## Stated exercise:
Skip the pictures. Repeat everything else in the records word for word.

────────────────────

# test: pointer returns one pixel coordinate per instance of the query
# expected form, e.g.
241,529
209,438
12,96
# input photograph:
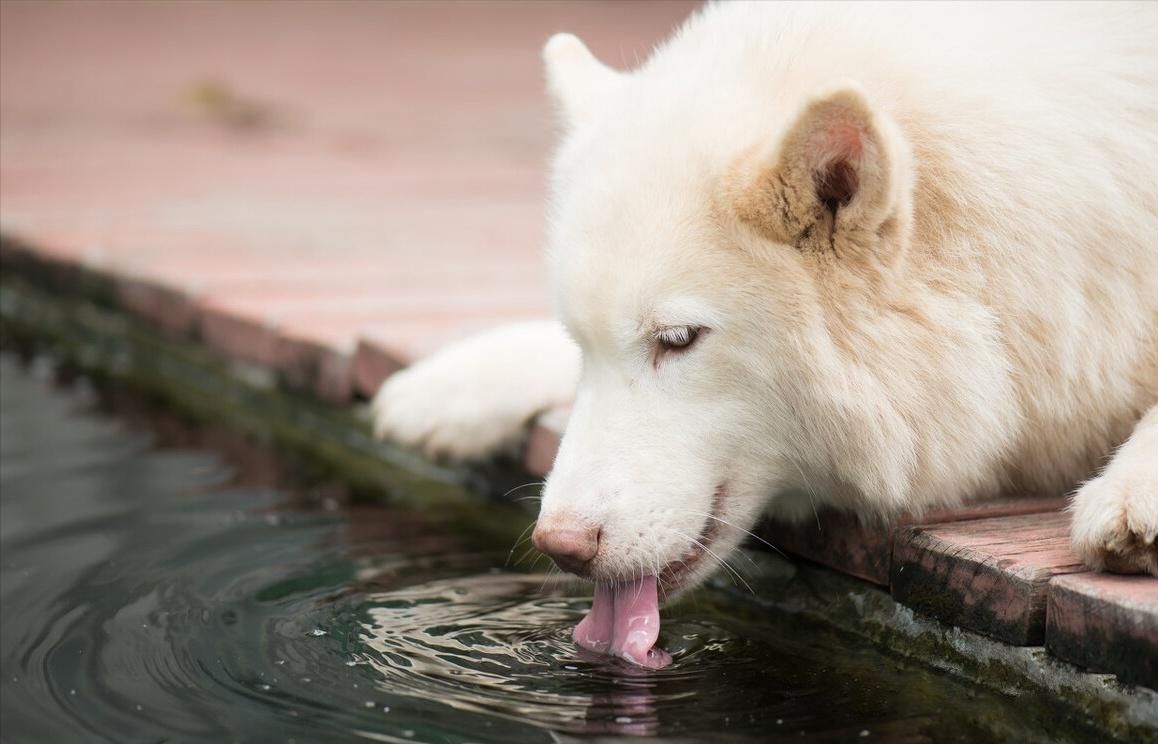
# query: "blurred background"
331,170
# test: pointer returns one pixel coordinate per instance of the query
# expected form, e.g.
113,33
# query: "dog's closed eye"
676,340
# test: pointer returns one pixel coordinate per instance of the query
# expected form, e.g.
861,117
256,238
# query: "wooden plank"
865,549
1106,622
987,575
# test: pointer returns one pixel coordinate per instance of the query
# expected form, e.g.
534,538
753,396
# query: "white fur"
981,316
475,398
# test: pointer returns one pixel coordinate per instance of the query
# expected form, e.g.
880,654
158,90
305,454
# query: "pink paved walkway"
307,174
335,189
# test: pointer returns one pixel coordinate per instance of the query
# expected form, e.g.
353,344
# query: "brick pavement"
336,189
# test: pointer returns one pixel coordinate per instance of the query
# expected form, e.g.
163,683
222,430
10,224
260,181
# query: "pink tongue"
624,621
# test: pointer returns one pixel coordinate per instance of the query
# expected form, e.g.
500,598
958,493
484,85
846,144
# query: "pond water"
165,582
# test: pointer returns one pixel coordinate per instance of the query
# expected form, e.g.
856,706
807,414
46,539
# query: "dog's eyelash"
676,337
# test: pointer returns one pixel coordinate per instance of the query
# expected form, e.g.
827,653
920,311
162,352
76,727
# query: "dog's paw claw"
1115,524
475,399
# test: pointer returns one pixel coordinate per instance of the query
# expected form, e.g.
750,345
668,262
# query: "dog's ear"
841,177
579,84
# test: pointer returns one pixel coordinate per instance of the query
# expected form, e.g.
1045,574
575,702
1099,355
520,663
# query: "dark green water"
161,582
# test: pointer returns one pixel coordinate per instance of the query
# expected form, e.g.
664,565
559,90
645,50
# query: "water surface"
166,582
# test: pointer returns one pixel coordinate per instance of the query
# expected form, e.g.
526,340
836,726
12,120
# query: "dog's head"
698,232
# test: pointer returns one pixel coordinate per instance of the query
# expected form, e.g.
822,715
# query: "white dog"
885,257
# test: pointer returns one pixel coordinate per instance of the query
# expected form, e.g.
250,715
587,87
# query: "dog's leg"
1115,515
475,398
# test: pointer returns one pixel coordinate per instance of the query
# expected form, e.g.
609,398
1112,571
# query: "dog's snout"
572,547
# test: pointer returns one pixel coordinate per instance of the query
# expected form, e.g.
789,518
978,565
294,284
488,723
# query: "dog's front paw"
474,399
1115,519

────────────────────

## Task output:
# test: pointer returns one pixel coordinate per instance of the query
# expected form, e.g.
241,529
209,438
12,96
# input photograph:
# query: "blurred background"
331,170
# test: pointer returns one pixel coordinate per instance of the query
# expected form, e.g.
113,33
# query: "dog's closed eye"
676,340
# test: pointer returns one pixel coordinate per instance of the query
# expected form, e.g.
861,117
256,238
# query: "wooden plank"
865,549
1106,622
987,575
# test: pointer returns one pixel coordinate per instance of the query
# expected form, e.g.
534,538
753,396
# query: "white fur"
981,316
475,398
# test: pointer returns one pixel coordinate per instance of the query
# expected form, e.g.
880,654
158,90
305,454
# query: "pink paved walkway"
307,174
335,189
# test: pointer returns one pixel coordinate per instance of the query
# expected form, e.g.
353,344
# query: "brick pavement"
336,189
# test: pointer returns one pixel coordinate per instance of the query
# expected form, e.g.
163,683
222,430
10,224
260,181
# query: "pink tongue"
624,621
# test: pointer returns one pixel coordinate per instance of the query
# expected form, e.g.
500,598
958,493
484,85
846,144
# query: "pond water"
165,582
# test: pointer returns one pixel coordinate per instance of the query
# expected form, e.g.
856,706
807,414
46,539
# query: "dog's eyelash"
676,337
# test: pointer returns one pixel coordinate per instance of the query
# expected form, e.g.
827,653
920,311
162,352
76,727
# query: "dog's paw claw"
1115,524
475,399
# test: pointer returns one pixel coordinate per instance of the query
# expected form, e.g.
750,345
668,262
# query: "dog's ear"
841,177
579,84
# test: pointer returns one pixel coordinate per instance of the query
# expected form, e.g.
1045,574
575,702
1099,355
520,663
# query: "dark green water"
161,582
# test: pointer returns one pixel coordinate per instance of the query
# expected form, e.g.
664,565
559,90
645,50
# query: "water surface"
166,582
# test: pointer returns one pixel coordinate per instance of the query
# expected form, e.g.
526,340
836,726
12,120
# query: "dog's head"
698,232
# test: pointer returns one pixel coordinate per instance of the query
# expected form, e.g.
822,715
# query: "white dog"
885,257
# test: pointer returns one pixel coordinate per instance of the query
# expected form, e.g.
250,715
587,87
# query: "dog's leg"
1115,515
475,398
# test: pointer returns one pixel coordinate per instance of the query
# expected form, e.g.
609,398
1112,571
# query: "dog's snout"
572,547
# test: pointer returns one pixel coordinate per instance of the query
# expected form, e.g.
789,518
978,565
294,284
488,723
# query: "dog's front paw"
474,399
1115,519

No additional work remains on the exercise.